_Provided material:_

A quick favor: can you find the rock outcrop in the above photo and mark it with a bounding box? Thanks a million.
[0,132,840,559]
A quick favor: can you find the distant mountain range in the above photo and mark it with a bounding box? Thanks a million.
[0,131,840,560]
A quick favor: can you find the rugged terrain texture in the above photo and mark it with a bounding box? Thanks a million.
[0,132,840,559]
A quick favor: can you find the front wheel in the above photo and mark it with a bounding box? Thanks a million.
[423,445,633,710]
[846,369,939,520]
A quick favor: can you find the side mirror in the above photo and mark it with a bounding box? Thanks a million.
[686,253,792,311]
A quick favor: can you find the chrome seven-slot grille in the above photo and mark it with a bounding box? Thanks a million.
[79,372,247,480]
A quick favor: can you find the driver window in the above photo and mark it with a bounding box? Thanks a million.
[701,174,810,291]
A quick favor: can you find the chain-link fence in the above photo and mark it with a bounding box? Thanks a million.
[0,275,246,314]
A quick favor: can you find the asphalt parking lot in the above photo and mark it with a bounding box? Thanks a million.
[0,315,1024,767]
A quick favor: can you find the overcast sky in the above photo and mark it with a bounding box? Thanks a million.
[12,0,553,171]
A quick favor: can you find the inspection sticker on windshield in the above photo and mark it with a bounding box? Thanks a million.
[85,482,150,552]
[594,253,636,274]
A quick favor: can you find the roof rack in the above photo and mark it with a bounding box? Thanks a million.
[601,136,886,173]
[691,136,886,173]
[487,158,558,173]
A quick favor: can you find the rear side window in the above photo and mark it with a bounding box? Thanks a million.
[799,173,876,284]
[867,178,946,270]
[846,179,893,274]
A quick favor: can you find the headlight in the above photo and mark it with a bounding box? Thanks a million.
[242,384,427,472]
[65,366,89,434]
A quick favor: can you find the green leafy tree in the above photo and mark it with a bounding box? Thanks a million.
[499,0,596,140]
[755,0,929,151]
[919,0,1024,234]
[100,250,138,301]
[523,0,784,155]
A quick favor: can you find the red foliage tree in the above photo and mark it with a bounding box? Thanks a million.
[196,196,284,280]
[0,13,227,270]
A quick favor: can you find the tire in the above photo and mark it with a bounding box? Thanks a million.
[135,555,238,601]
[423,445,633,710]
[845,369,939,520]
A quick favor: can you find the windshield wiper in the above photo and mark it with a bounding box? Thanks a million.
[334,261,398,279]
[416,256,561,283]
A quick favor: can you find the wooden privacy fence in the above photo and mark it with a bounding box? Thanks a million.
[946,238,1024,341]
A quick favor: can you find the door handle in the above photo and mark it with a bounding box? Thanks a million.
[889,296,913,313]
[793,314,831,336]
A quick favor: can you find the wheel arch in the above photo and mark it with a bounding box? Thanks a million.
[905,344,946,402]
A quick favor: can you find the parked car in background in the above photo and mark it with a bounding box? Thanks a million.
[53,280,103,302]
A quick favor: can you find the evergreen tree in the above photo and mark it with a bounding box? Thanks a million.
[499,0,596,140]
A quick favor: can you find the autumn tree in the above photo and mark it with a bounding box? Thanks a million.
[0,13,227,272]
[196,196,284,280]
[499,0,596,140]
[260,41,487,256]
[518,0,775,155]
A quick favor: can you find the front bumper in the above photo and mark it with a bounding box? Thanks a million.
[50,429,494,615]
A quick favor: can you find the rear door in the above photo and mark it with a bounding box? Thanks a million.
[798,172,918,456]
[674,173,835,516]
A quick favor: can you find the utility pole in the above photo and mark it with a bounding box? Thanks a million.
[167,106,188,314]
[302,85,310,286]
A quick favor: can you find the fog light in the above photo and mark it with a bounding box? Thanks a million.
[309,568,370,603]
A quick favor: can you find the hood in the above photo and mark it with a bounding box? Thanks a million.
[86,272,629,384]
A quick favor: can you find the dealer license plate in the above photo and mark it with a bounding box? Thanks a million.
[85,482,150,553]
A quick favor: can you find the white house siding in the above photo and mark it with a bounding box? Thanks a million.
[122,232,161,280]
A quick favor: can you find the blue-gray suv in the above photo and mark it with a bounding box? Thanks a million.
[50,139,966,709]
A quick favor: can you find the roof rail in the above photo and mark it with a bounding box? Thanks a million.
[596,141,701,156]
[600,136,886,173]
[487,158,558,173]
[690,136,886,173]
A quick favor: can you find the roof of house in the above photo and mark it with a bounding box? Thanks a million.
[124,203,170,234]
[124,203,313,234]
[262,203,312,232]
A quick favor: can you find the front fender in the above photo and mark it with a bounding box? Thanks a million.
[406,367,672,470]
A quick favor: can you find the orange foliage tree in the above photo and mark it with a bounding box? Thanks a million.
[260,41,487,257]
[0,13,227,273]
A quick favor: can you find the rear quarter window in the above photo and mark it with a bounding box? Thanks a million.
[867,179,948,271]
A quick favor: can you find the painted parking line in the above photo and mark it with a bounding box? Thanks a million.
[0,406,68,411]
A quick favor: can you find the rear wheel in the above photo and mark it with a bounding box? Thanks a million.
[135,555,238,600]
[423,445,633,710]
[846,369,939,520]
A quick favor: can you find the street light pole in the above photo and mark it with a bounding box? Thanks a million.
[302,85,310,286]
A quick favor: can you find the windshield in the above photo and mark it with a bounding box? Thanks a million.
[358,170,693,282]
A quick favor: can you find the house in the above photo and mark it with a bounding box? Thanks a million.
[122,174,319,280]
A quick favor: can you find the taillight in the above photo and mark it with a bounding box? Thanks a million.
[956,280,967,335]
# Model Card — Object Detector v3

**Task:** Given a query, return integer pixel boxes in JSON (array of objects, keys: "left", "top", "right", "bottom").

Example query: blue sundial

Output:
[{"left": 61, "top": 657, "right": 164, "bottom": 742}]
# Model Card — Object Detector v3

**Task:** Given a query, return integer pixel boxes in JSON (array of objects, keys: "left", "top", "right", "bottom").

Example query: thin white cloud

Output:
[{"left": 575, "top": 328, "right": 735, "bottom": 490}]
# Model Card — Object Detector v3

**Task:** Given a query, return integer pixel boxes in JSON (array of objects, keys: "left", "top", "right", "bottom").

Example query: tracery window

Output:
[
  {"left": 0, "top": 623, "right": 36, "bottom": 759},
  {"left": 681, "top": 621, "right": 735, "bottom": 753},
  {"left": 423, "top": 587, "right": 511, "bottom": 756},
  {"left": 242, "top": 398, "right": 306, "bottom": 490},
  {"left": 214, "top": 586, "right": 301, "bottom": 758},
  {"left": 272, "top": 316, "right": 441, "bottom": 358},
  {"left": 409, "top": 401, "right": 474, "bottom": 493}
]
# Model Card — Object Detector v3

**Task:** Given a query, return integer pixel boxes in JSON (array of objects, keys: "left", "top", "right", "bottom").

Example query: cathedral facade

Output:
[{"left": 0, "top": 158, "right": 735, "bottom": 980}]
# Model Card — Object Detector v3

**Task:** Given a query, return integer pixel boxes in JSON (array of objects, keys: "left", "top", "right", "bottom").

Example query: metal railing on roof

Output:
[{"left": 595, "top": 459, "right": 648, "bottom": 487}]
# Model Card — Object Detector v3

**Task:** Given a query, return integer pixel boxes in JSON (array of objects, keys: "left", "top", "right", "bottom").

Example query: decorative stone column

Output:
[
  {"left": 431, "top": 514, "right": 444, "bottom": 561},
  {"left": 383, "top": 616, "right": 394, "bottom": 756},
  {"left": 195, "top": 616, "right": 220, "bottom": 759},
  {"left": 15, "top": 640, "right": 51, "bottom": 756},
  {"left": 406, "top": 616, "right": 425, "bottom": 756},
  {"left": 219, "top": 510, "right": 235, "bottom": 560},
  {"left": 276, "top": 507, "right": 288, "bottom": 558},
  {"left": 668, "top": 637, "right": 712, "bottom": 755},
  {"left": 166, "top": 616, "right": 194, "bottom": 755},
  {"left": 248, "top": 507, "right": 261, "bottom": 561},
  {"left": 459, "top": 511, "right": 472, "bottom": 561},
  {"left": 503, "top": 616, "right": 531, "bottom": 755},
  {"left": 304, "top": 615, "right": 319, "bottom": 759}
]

_Exercise directions:_
Lay out the entries as a two-column CSV with the headers text and boxes. Use one row per entry, and put each value in a single quoted field with its line breaks replaced by spaces. Begin at the line that has "A quick favor: can you find the dealer" and stop after the line that has "[122,174,319,280]".

_Output of the exercise:_
text,boxes
"A quick favor: can you find the dealer license plate in the above photo and mark it with a bounding box? Thanks a million.","[85,482,150,553]"
"A quick favor: can you find the white house siding in the above photo and mark it with a bounding box? Thanks a million.","[122,232,161,280]"
"A quick favor: can you find the blue-gray suv in the above photo and mark it with a bounding box? Thanks a million.","[50,139,966,709]"
"A quick favor: can you find the roof rail in the above photo and mark it with a bounding box? Thanks a million.","[596,141,701,156] [600,136,886,173] [487,158,558,173] [690,136,886,173]"
"A quick favor: can you find the roof of house in the above photo and mark it with a bounding box? Thanks a million.","[124,203,170,234] [124,203,313,234] [262,203,312,232]"
"A quick favor: can you find the front fender in the above photo and mark it with a bounding box? Thanks a million.","[406,367,672,470]"
"A quick favor: can you find the orange foliage tree in the above photo and mark it with a bounding box? Thanks a million.","[260,41,487,257] [0,13,227,273]"
"A quick favor: can you find the rear quarter window in the above photo and mark it with a bounding box? Thanks a million.","[867,179,948,271]"
"A quick favor: can you find the painted parking line in the above photo and mark it with a bounding box? Thanks a million.","[0,406,68,411]"
"A quick favor: can you find the rear wheel in the above photo and mark it with a bounding box? Thanks a million.","[135,555,238,600] [423,445,633,710] [846,369,939,520]"
"A quick favor: can you find the street light pole in the above photo and mark it with a bounding box? Thanks a million.","[302,85,310,286]"
"A quick favor: can you find the windshield in the above photo and mark it with a bounding box? Thanks a million.","[358,170,693,282]"
"A quick favor: can you find the house in the above photo and mark it with a bounding box? Thanks a million.","[122,174,319,280]"